- Quoted passage
************
Technology companies are developing mobile-based artificial intelligence chatbot applications that use evidence-based techniques, such as cognitive behavioral therapy (CBT), to provide early intervention to support mental health and emotional well-being challenges. Artificial intelligence (AI) text-based conversational applications delivered securely and privately over mobile devices have the ability to scale globally and offer contextual and always-available support. A recent real world data evaluation study, published in the open access journal JMIR mHealth & uHealth, that used an AI-based emotionally intelligent mobile chatbot app, Wysa, identified a significantly higher average improvement in symptoms of depression and a higher proportion of positive in-app experience among the more engaged users of the app as compared to the less engaged users.

On 15 June 2020, the Food and Drug Administration approved the first video game treatment, a game for children aged 8–12 with certain types of ADHD called EndeavorRx. It can be downloaded with a prescription onto a mobile device, and is intended for use in tandem with other treatments. Patients play it for 30 minutes a day, 5 days a week, over a month-long treatment plan.

=== Technology and cognitive behavioral therapy ===

The development of mobile phone apps using cognitive behavioral therapy (CBT) has an increasing research area. Using the idea of cognitive behavioral therapy (CBT) apps, self-rated mental health (SRMH) situations can be implemented into these apps and used as information before seeing a professional. Recent research done with self-rated mental health (SRMH) involves survey research which is conducted by with a question that asks respondents to rate their overall mental or emotional health from poor to excellent. The research found with SRMH showed that 62% of people with a mental health problem rated themselves as having positive mental health. The respondents who rated their mental health as good when compared to those with poor mental health, had 30% lower odds of having a mental health problem at a follow-up. This research showcased that without treatment, people with a mental health problem did better if they perceived their mental health in a positive way by declaring a good overall mental or emotional health.
************
- The data
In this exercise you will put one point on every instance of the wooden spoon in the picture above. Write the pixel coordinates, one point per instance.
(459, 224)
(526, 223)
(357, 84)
************
- Task set
a) List each abbreviation that the passage on mental health technology gives in parentheses right after its full form, together with that full form.
b) Carry on the passage on mental health technology from the end of its last sentence.
The material has no connection to the passage on mental health technology.

- Activity answers
a)
- CBT: cognitive behavioral therapy
- AI: artificial intelligence
- SRMH: self-rated mental health

b)
While studies have investigated the clinical efficacy of remote-, internet- and chatbot-based therapy, there are other factors, such as enjoyment and smoothness, that are important for evaluating therapy sessions. Research published in 2019 reported a comparative study of therapy sessions following the interaction of 10 participants with human therapists versus a chatbot (simulated using a Wizard of Oz protocol), finding evidence to suggest that when compared against a human therapist control, participants find chatbot-provided therapy less useful, less enjoyable, and their conversations less smooth (a key dimension of a positively-regarded therapy session).

A study suggests that combining cognitive behavioral therapy (CBT) with SlowMo, an app that helps people notice their "unhelpful fast-thinking" might be more effective for treating paranoia in people with psychosis than CBT alone.

== Effects and impact ==

=== Economic evaluations ===
From an economical perspective, digital interventions for mental health conditions seem to be cost-effective compared to no intervention or non-therapeutic responses such as monitoring. However, when compared to in-person therapy or medication their added value is currently uncertain.

== Ethical, legal and social issues ==
There is uncertainty around the ethical and legal implications of digital technologies in the mental health context, including the use of artificial intelligence, machine learning, deep learning, and other forms of automation. Ethical and legal issues tend to not be explicitly addressed in empirical studies on algorithmic and data-driven technologies in mental health initiatives. Concerns have been raised about the near-complete lack of involvement of mental health service users, the scant consideration of algorithmic accountability, and the potential for overmedicalization and techno-solutionism.